DO THIS:
Could you pull out the lines of the material from its first line up to and including the line with "top-left (234, 126), bottom-right (406, 186)", copying them without any change? Leave the pictures out of your answer.

Items stored from a collection:
—————
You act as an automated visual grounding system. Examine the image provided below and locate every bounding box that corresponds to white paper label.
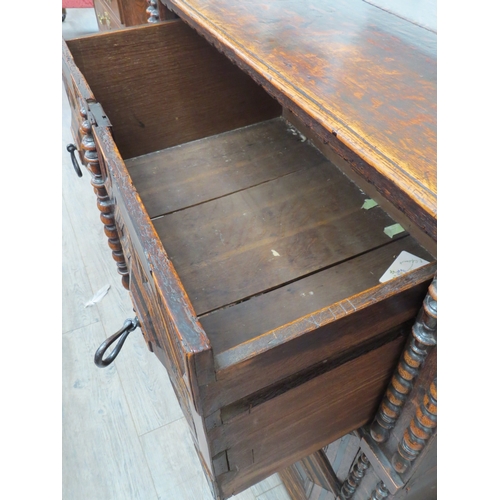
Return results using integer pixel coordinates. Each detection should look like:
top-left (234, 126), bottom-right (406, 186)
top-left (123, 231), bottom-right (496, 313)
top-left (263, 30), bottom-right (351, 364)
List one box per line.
top-left (379, 250), bottom-right (429, 283)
—————
OUTPUT FOR THIS EXERCISE:
You act as an automated visual grounding system. Examine the image provided below and locate every bounding box that corresponds to white paper label.
Return results using integer pixel coordinates. Each detection should look like:
top-left (234, 126), bottom-right (406, 186)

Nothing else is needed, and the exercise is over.